*What to work on*
Your answer must be every line of the data below that holds the string "correct", copied exactly.

*Task material*
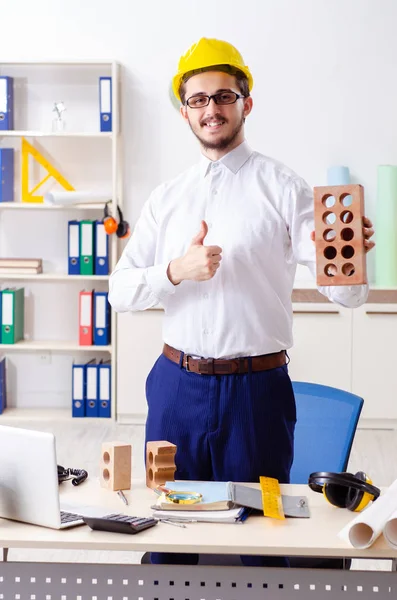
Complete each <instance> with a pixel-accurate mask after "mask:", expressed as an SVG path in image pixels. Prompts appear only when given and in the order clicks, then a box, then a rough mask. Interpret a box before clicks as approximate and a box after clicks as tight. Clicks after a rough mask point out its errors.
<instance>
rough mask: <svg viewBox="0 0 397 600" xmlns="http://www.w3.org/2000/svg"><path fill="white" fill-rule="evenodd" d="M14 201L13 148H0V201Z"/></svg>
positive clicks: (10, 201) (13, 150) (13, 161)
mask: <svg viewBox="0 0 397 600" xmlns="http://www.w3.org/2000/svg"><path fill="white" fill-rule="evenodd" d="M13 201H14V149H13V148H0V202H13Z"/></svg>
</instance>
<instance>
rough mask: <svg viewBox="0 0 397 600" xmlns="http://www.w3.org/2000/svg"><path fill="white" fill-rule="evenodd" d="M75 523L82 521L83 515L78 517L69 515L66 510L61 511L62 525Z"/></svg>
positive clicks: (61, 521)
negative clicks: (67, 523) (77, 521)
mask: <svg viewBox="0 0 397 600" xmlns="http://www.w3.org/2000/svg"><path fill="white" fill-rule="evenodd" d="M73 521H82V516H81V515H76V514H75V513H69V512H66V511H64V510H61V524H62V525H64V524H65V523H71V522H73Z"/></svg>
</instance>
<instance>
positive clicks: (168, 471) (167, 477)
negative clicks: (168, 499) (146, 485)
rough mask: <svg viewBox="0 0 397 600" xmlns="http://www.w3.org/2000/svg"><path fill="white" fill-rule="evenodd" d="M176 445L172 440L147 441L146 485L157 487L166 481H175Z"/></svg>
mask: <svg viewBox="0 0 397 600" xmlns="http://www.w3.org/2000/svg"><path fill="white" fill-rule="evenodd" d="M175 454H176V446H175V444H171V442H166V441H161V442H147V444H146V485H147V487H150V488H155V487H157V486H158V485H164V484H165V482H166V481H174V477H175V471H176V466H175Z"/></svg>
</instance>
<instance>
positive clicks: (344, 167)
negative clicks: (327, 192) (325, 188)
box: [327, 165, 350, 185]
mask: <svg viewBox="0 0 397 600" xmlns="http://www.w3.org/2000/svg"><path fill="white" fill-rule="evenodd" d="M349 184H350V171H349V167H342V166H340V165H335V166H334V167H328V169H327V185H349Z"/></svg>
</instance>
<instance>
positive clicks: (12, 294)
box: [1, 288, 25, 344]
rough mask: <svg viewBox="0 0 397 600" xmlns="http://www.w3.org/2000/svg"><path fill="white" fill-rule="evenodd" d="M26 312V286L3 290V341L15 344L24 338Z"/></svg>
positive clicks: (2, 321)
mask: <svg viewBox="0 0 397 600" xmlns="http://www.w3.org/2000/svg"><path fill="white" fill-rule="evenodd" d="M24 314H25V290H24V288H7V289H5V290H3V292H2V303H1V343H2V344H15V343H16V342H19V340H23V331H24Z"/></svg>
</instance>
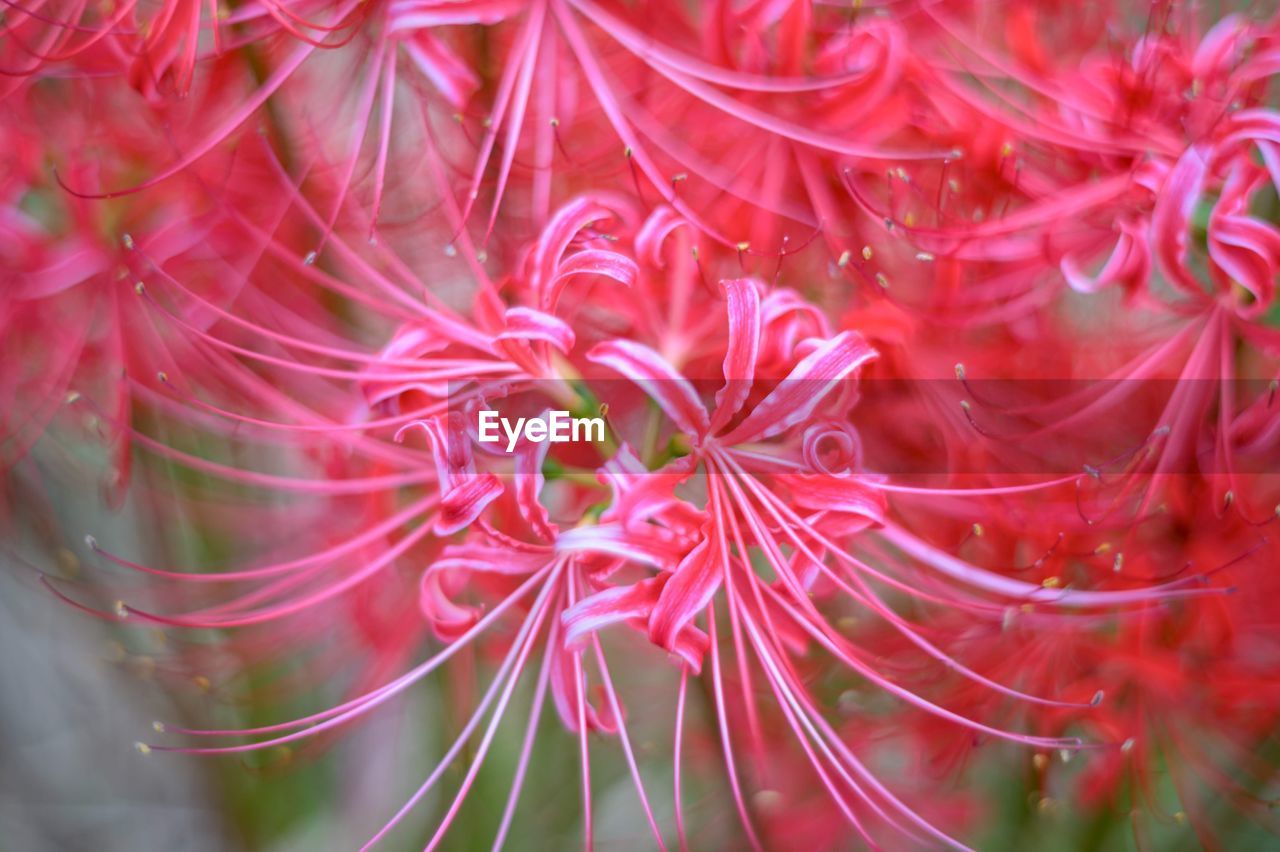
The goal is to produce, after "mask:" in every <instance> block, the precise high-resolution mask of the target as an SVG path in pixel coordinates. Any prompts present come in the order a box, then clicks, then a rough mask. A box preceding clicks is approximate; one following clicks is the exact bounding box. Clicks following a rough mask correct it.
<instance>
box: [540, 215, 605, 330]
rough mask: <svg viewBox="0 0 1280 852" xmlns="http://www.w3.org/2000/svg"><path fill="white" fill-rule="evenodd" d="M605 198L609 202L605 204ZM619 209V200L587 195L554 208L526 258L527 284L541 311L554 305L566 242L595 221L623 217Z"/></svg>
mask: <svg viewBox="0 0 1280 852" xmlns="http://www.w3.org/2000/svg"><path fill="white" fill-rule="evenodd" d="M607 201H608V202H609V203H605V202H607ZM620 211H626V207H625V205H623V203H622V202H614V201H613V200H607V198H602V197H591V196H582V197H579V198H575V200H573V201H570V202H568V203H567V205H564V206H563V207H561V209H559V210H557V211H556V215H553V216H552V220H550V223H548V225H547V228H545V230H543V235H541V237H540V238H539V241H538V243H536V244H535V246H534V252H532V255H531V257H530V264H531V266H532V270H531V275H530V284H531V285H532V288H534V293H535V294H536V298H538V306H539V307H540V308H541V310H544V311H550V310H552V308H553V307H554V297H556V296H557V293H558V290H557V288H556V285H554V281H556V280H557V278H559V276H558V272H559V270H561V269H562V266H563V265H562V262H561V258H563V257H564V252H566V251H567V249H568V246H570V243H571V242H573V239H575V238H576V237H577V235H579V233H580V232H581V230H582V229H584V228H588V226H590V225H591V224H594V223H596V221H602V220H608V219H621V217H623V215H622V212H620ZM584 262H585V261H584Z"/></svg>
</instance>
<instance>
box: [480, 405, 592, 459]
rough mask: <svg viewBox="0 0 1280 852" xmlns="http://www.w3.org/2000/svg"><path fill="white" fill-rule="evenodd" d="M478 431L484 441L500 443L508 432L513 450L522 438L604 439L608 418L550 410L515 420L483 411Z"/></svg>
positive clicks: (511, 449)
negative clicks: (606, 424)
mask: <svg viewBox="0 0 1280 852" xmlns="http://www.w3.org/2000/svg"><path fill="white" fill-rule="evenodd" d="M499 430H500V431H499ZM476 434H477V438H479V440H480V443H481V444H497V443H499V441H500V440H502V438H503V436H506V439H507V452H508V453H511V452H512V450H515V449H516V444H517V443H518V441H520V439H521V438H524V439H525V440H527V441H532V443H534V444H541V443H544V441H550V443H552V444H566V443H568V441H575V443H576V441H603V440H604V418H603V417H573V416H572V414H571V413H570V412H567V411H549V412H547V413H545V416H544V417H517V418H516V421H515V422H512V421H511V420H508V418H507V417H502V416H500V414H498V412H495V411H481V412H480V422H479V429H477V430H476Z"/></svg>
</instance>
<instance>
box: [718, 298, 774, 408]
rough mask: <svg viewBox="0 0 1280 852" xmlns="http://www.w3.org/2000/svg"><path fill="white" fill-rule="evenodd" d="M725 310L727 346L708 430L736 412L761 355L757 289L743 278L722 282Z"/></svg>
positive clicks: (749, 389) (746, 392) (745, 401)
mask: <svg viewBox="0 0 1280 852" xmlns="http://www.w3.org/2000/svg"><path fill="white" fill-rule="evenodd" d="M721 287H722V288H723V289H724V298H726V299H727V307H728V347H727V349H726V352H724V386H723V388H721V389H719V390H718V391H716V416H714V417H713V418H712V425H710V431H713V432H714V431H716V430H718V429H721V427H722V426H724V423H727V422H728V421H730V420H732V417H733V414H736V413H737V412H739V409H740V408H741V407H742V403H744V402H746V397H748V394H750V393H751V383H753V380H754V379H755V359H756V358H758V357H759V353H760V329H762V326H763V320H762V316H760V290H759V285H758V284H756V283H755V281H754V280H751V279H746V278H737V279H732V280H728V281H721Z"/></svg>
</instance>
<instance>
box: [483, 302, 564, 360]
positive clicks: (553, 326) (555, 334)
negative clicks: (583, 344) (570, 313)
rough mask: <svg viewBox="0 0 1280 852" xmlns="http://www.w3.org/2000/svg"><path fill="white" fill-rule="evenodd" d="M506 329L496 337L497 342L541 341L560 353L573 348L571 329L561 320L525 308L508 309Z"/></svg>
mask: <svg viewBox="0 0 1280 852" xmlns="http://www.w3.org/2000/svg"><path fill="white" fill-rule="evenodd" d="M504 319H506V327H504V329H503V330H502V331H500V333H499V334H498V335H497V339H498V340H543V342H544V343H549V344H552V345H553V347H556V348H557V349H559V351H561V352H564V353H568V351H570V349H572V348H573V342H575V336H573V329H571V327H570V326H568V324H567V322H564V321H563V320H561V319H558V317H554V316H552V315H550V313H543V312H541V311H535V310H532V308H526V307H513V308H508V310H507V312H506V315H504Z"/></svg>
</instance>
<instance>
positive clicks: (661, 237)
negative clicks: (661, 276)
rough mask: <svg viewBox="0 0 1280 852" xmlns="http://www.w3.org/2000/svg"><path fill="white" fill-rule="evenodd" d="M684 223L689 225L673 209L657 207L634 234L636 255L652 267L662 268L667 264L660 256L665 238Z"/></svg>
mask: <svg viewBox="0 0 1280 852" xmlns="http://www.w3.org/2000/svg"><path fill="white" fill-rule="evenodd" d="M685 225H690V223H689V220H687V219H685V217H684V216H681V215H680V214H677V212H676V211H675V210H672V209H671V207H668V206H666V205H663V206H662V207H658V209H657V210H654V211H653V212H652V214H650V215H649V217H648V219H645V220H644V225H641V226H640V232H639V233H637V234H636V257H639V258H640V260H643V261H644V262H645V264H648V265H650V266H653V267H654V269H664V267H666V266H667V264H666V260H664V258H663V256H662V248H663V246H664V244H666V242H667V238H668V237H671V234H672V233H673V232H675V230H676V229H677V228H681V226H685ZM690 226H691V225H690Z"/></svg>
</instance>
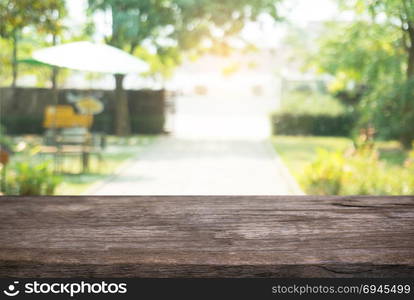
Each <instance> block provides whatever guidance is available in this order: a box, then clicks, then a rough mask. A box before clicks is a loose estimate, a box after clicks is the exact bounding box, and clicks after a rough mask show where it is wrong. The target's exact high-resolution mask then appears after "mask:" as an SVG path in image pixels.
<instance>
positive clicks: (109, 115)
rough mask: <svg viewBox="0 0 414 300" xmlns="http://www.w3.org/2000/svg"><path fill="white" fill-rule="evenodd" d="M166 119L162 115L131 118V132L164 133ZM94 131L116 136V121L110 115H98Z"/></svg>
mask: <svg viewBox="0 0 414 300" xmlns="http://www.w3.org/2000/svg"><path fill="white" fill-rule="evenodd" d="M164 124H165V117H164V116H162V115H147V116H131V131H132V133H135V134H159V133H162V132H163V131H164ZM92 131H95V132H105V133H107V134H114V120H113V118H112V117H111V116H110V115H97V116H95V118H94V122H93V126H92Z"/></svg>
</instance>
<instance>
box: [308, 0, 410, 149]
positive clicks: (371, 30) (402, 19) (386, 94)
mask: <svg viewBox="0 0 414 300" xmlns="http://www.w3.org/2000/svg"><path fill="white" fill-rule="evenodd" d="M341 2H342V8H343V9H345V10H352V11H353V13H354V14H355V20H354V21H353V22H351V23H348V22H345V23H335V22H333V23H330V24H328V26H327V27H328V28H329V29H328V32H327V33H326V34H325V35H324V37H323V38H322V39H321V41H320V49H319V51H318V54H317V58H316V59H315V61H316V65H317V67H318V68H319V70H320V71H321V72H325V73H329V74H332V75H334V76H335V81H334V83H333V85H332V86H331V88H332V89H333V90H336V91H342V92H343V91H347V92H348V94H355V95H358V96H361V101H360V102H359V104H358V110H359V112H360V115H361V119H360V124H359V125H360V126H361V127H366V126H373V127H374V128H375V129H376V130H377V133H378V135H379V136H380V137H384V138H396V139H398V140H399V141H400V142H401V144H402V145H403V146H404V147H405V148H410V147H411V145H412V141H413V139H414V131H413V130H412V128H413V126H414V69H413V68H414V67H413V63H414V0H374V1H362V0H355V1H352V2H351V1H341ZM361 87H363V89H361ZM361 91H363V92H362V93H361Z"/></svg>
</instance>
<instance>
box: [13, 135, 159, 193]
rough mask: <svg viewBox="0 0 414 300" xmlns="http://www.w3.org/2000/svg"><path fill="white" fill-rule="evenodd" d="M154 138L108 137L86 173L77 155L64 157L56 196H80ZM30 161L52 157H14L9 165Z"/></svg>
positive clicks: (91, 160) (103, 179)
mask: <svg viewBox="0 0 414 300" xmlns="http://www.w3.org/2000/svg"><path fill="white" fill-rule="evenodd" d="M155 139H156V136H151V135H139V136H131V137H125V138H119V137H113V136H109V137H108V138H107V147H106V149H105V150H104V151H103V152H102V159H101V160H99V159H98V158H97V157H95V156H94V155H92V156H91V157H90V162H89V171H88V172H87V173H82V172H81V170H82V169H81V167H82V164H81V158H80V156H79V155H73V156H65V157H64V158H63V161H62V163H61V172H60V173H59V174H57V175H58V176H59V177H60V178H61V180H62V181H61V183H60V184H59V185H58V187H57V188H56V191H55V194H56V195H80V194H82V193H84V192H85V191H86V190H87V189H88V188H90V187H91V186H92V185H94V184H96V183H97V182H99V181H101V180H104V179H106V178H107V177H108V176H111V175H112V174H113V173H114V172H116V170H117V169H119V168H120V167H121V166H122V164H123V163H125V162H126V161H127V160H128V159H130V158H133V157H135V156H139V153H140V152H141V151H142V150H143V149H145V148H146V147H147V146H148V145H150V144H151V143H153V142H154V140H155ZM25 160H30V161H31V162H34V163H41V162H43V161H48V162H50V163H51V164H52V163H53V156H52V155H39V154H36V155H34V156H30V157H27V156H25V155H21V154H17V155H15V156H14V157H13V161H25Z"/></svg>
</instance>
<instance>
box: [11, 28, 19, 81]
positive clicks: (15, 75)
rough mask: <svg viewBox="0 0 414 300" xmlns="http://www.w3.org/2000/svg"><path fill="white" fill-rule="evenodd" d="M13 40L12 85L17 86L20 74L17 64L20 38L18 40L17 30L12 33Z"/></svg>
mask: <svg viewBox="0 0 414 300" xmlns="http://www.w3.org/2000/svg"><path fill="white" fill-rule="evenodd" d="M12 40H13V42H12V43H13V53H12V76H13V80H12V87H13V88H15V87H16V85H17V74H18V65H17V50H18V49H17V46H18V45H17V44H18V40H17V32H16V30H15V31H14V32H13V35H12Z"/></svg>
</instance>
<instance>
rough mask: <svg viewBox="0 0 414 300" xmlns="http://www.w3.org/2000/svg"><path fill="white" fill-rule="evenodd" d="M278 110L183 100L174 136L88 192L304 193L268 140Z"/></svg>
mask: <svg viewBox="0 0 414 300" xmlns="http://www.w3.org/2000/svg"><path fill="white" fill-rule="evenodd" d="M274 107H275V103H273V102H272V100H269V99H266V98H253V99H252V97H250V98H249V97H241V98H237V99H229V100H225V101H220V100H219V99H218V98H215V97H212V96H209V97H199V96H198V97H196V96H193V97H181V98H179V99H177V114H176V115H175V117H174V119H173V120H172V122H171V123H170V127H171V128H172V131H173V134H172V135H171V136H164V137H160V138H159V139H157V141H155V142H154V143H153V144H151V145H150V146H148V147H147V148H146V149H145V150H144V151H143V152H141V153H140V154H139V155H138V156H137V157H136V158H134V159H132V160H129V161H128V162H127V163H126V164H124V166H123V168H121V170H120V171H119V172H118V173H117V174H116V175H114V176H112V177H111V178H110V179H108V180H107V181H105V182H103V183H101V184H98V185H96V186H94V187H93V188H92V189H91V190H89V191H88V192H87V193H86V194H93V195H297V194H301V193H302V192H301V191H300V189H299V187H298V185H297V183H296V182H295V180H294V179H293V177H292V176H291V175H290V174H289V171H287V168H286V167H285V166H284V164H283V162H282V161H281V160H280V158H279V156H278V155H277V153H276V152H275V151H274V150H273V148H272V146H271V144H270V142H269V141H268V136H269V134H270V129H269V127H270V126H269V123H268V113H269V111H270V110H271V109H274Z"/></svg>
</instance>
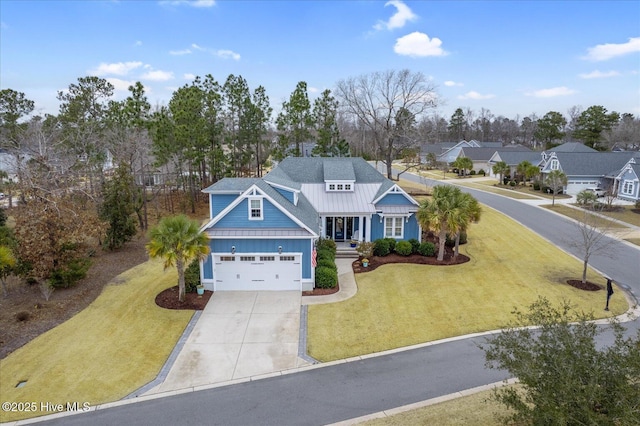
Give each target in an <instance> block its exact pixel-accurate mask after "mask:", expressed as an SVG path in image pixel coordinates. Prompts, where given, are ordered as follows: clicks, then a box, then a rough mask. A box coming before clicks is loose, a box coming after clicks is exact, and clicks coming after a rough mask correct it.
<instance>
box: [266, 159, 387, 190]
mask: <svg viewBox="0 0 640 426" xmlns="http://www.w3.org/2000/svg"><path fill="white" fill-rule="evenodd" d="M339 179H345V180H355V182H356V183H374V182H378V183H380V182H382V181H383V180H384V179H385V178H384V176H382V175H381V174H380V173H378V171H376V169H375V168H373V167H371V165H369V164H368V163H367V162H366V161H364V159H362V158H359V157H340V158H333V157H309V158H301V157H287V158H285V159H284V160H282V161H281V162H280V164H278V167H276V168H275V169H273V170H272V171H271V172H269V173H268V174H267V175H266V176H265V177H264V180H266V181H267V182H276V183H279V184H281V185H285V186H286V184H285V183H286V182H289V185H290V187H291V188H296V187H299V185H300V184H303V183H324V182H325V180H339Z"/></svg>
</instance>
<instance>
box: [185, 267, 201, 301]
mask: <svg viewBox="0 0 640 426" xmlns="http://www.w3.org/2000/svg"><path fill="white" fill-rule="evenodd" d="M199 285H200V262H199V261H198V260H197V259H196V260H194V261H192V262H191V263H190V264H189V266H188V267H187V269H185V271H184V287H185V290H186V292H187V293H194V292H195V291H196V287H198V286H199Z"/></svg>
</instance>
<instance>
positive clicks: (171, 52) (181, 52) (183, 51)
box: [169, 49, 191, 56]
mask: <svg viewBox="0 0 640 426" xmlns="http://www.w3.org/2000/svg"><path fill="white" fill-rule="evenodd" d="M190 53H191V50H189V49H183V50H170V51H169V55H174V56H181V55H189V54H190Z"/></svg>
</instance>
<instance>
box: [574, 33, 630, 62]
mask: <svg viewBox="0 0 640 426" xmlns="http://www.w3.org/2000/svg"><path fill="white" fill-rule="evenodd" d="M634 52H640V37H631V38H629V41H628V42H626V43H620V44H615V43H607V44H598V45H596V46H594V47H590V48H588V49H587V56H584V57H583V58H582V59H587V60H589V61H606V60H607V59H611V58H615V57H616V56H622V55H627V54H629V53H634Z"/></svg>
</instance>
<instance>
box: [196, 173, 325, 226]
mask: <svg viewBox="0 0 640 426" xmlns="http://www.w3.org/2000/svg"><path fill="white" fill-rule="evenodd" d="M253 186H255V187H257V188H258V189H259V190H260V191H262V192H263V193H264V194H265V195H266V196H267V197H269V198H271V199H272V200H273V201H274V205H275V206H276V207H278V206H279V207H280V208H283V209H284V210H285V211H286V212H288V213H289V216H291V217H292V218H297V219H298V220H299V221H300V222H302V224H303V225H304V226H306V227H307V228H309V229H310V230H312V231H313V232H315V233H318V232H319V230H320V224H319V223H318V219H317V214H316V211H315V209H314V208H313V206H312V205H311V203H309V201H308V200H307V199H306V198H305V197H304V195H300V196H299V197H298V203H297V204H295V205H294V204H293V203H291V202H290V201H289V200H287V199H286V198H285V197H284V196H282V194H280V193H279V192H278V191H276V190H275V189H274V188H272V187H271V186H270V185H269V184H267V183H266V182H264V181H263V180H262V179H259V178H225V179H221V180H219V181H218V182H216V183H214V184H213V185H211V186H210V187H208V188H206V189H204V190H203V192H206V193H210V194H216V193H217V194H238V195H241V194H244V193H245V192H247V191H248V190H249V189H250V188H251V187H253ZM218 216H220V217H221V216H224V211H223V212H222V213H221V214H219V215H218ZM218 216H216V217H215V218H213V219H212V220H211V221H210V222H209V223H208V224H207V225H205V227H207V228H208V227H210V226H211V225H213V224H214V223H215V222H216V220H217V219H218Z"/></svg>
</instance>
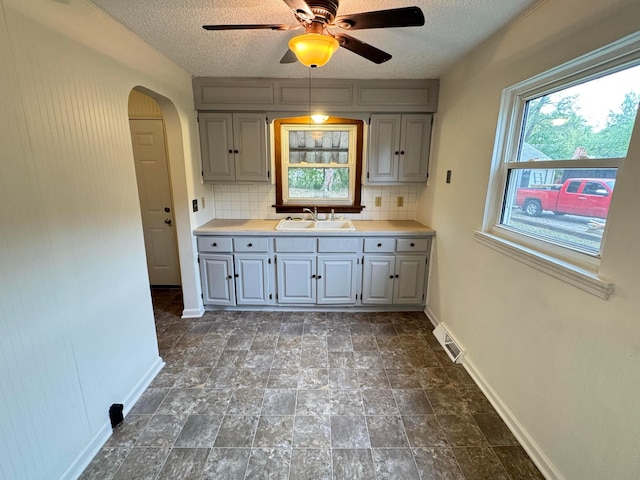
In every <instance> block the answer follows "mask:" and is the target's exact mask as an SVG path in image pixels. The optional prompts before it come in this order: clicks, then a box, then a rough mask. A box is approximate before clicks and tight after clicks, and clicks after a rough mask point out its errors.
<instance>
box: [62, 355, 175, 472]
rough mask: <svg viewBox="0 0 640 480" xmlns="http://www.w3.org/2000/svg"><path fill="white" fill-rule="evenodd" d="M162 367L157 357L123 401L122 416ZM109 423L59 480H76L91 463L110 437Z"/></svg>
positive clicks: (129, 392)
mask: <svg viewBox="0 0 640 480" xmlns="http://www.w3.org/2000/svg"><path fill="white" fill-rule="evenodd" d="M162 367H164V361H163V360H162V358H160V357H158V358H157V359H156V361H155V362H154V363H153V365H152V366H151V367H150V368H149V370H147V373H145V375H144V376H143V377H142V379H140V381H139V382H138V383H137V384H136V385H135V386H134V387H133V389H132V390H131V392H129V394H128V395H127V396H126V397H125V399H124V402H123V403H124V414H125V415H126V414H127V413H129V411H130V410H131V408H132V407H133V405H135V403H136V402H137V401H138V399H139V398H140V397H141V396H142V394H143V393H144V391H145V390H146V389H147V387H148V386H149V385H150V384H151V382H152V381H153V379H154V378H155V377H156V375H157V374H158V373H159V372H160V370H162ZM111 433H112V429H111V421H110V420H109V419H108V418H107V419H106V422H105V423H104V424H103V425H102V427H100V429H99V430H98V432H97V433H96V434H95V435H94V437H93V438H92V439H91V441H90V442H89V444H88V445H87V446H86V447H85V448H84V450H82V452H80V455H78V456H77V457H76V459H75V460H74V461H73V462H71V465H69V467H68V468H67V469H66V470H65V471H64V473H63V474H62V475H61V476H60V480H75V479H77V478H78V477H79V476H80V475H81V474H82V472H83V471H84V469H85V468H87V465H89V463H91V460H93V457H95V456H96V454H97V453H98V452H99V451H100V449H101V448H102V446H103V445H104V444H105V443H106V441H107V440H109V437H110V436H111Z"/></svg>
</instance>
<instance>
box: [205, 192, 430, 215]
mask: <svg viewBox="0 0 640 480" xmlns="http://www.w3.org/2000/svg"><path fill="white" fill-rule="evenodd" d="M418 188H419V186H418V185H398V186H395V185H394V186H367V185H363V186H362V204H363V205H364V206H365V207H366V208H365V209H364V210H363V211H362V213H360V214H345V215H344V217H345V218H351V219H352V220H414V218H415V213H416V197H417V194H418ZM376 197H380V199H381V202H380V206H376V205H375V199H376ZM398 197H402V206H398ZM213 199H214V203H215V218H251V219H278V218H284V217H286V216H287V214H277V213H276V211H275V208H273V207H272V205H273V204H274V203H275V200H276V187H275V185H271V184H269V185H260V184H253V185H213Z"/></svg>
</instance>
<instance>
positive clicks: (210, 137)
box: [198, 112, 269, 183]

*Result for this exercise*
The goal is to produce, after "mask:" in every <instance> block, the precise high-resolution mask of the target as an SVG path in pixel coordinates. Any prompts present come in the order a box, then clicks, then a rough mask. A box preceding clicks is approximate; one following clicks is the exact bounding box. Clicks following a rough mask correct it.
Give each target in an <instance> block its exact pixel-accurate mask after "mask:", expressed as an SVG path in image pixel coordinates. Prompts, where given, are ordered as follows: clicks, then a box, then a rough mask. A box coming before clicks is loose, a box coming after clicks is exact, and clicks coming after a rough mask correct it.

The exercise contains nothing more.